Excerpts from a point labeling dataset ▸

* BEGIN *

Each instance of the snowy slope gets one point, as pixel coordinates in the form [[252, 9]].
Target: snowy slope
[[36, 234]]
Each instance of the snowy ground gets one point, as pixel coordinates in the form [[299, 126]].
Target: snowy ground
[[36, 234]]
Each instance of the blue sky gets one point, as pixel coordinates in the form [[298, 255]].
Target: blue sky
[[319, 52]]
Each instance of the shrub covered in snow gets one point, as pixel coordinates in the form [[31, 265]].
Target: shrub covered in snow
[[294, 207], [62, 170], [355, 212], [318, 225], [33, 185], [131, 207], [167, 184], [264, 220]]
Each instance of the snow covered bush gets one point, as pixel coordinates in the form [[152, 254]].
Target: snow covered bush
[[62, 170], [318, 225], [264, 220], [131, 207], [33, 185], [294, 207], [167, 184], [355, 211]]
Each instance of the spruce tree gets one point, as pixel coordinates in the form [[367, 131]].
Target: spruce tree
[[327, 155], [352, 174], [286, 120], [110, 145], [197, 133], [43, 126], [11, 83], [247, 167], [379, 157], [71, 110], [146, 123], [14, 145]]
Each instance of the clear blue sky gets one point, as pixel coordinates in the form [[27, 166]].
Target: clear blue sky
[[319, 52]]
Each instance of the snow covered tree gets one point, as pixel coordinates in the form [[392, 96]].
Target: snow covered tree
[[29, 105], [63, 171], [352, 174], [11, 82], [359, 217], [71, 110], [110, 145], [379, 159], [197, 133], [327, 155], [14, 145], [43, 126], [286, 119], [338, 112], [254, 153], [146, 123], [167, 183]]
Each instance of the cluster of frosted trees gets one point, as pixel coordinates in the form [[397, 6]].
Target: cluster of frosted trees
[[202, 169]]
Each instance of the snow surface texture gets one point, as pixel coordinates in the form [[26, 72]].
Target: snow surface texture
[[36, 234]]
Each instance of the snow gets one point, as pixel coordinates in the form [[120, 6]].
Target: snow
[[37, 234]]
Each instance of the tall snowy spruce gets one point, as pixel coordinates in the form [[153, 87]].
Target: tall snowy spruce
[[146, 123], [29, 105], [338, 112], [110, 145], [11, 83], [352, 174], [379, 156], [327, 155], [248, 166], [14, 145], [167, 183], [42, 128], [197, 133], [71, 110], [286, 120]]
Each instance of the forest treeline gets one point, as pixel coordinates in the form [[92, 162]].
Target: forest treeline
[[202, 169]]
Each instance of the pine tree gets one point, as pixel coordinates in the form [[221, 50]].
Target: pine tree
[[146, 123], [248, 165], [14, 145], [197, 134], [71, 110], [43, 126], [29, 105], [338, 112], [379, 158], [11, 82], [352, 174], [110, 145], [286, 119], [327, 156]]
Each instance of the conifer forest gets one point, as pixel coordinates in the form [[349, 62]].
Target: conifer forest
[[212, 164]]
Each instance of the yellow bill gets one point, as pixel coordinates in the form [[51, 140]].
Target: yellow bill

* END *

Reproduce word for word the lines of the records from the one that contains "Each instance of the snow covered bush" through the one that contains "184], [355, 211]]", including both of those lines.

Written solution ▸
Each instance of the snow covered bush gets one point, as pixel coordinates in the form [[152, 254]].
Target: snow covered bush
[[62, 170], [318, 225], [264, 220], [131, 207], [33, 185], [294, 207], [167, 184], [355, 211]]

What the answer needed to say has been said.